## START DOCUMENT PASSAGE
Because acquiescence in this context can amount to a conspiracy agreement, Plaintiffs' allegations do sufficiently state a claim against Reaves and Yount for conspiracy under § 1983. See infra II.H. It is unnecessary to address Reaves and Yount specifically regarding the § 1985, § 1986, and common-law obstruction of justice claims, as those claims will be dismissed as to all the Officer Defendants. See infra II.I, II.J, II.K.

In their response, Plaintiffs seek to avoid this result by again reciting legal conclusions regarding what Reaves and Yount did (Doc. 28 at 11-13), but Plaintiffs have done no more than insert Reaves' and Yount's names into elements of causes of action. For example, Plaintiffs allege that

. . . Yount and Reeves [sic] both tacitly or expressly agreed to and, in fact, did unlawfully search and seize Jackson's person, Jackson's home, and Haynes' car without a warrant, probable cause, reasonable suspicion, or any other legally sufficient justification[.] . . . Reaves and Yount initiated criminal proceedings against Jackson without probable cause, reasonable suspicion, or any other legally sufficient justification; . . . they acted with malice and deliberate indifference to Jackson's constitutional rights[.]
(Id. at 11-12.) Plaintiffs have the obligation of alleging "factual content that allows the court to draw the reasonable inference that the defendant is liable for the misconduct alleged." Iqbal, 556 U.S. at 678. Plaintiffs' "formulaic recitation of the elements of a cause of action will not do." Twombly, 550 U.S. at 555. Therefore, all of the claims against Reaves and Yount premised on direct liability will be dismissed.

Because the Officer Defendants also challenge the claims against Reaves and Yount specifically for both indirect theories of liability - bystander and supervisory - the court will address the legal sufficiency of the complaint as to those claims infra. See infra II.F, II.G.

D. Official Capacity Claims

The Officer Defendants move to dismiss Plaintiffs' claims against them in their official capacities as being duplicative of their claims against the City, as the City is the true party in interest. (Doc. 24 at 9-10.) Plaintiffs "do not object to dismissal of their official capacity federal law claims against the City's employees so long as the City is substituted for them or is already named as a defendant in those claims." (Doc. 28 at 13.) Thus, the claims against the Officer Defendants in their official capacities made in Counts I through IX will be dismissed.
## END DOCUMENT PASSAGE
## [REQUESTS]
- a) List every section number that the motion-to-dismiss ruling cites with "infra".
- b) Carry the motion-to-dismiss ruling forward from its last sentence.
## START DATASET EXTRACT
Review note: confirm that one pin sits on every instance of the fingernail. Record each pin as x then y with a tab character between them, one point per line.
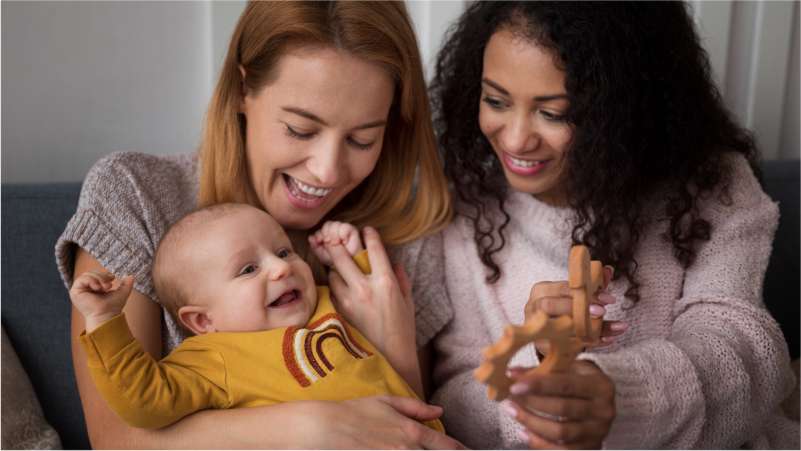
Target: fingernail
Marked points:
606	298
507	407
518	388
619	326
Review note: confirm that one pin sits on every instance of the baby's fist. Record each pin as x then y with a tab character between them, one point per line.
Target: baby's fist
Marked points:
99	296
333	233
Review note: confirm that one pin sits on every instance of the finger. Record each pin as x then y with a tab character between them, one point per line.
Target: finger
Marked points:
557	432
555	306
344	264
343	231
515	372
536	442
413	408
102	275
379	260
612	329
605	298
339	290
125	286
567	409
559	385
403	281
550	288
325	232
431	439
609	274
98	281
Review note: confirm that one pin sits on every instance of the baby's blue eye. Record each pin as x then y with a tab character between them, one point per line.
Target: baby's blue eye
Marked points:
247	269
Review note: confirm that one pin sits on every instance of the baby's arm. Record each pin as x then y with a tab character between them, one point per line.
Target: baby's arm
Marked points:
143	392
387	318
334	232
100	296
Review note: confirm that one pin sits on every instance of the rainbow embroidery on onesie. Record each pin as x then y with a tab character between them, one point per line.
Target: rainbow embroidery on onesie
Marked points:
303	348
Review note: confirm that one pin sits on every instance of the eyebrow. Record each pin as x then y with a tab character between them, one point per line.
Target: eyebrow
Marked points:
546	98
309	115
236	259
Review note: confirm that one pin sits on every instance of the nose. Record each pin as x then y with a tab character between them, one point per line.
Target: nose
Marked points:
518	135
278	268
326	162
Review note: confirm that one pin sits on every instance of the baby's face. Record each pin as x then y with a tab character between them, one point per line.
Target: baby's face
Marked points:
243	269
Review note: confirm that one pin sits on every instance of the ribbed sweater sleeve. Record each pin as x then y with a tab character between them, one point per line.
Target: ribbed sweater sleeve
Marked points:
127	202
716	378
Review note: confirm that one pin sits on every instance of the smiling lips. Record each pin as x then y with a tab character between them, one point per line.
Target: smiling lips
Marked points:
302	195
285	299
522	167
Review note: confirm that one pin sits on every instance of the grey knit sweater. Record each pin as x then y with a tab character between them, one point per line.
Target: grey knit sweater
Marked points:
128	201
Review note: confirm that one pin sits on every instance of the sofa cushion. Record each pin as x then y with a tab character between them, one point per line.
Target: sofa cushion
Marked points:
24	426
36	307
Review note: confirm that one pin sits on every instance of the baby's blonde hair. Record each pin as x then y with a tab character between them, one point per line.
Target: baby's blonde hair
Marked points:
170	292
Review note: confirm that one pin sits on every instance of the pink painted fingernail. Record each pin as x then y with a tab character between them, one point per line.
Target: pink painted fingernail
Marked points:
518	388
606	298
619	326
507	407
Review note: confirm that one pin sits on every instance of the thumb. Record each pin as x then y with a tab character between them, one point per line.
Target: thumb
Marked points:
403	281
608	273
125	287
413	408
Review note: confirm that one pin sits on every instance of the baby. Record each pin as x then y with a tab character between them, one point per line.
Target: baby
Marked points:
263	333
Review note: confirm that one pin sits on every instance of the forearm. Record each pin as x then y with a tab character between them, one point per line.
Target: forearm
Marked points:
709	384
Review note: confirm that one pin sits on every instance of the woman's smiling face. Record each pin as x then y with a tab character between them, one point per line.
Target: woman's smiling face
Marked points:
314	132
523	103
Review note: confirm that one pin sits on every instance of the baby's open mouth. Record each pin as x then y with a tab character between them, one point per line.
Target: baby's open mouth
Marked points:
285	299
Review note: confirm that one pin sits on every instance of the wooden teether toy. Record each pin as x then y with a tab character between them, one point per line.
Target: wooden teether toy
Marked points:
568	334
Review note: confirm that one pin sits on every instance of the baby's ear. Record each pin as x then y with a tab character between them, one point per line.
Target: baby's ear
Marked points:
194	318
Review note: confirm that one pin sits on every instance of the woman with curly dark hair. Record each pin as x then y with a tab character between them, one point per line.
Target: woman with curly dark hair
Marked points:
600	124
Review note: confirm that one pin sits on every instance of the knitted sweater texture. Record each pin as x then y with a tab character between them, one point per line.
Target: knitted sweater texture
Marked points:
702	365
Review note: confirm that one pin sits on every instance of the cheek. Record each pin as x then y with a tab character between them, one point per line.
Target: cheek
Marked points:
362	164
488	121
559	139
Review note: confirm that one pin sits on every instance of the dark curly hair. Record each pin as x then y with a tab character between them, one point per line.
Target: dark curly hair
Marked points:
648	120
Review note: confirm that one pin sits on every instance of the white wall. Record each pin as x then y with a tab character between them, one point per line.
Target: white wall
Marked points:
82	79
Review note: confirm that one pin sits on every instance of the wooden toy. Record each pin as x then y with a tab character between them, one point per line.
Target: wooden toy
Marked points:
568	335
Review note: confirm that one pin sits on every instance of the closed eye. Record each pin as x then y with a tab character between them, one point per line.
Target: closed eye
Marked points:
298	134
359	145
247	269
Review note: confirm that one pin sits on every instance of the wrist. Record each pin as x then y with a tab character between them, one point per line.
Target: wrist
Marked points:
## END DATASET EXTRACT
## [TASK-BY-TASK ANSWERS]
- a) II.H, II.I, II.J, II.K, II.F, II.G

- b)
Plaintiffs object to dismissal of their official capacity state-law claims, however, on that basis because they have been unable to find any authority for "extending the principles articulated in Kentucky v. Graham, 473 U.S. 579, 166 (1985)" to state-law claims. (Doc. 28 at 13-14.) Under North Carolina law, "a public officer sued in his official capacity is simply another way of suing the public entity of which the officer is an agent." Thompson v. Town of Dallas, 543 S.E.2d 901, 904 (N.C. Ct. App. 2001) (plaintiffs sued police officer in his individual and official capacities, as well as town that employed him). Because the City remains the real party in interest and Plaintiffs have sued the City on all their state- law claims, those same claims against the Officer Defendants will be dismissed as duplicative.

E. Fourteenth Amendment

The Officer Defendants contend that Plaintiffs' claims arise under the Fourth Amendment and that the Fourteenth Amendment is not a recognized alternative basis for those claims; they argue that Fourteenth Amendment substantive due process should not guide the court's inquiry. (Doc. 24 at 1011.) Plaintiffs do not pursue a substantive due process analysis in response; instead, they state that the Fourteenth Amendment is included merely because it makes the Fourth Amendment applicable to the States. (Doc. 28 at 14-15.)

There is no substantive dispute here. It is clear from Plaintiffs' response that they do not intend to assert a substantive due process claim. They merely sought to style their Fourth Amendment claim correctly.

F. Section 1983 Bystander Liability

Reaves and Yount assert that the bystander claims against them should be dismissed because Plaintiffs have not pleaded sufficient facts to support the claims. (Doc. 24 at 12-13.) Brown moves to dismiss the bystander claim against him because Plaintiffs allege that he was a perpetrator of the wrongful acts and he "cannot then be held separately liable for failing to stop himself." (Id. at 11.) Plaintiffs reiterate that they have pleaded sufficient facts as to Reaves and Yount and argue that they may plead alternative theories of liability as to Brown. (Doc. 28 at 15-16.)

Under § 1983, a state actor may be liable if he "subjects, or causes to be subjected" an individual "to the deprivation of any rights, privileges, or immunities secured by the Constitution." 42 U.S.C. § 1983. "As a general matter, a law officer may incur § 1983 liability only through affirmative misconduct." Randall v. Prince George's Cnty., Md., 302 F.3d 188, 202 (4th Cir. 2002). However, officers may be liable for failing to act when there is a duty to act; bystander liability and supervisory liability are two such theories. Id. at 202-03.

Bystander liability "is premised on a law officer's duty to uphold the law and protect the public from illegal acts, regardless of who commits them." Id. at 203. An officer may be held liable when he "(1) knows that a fellow officer is violating an individual's constitutional rights[,] (2) has a reasonable opportunity to prevent the harm[,] and (3) chooses not to act." Id. at 204 (footnote omitted); see also Stevenson v. City of Seat Pleasant, Md., 743 F.3d 411, 419-20 (4th Cir. 2014).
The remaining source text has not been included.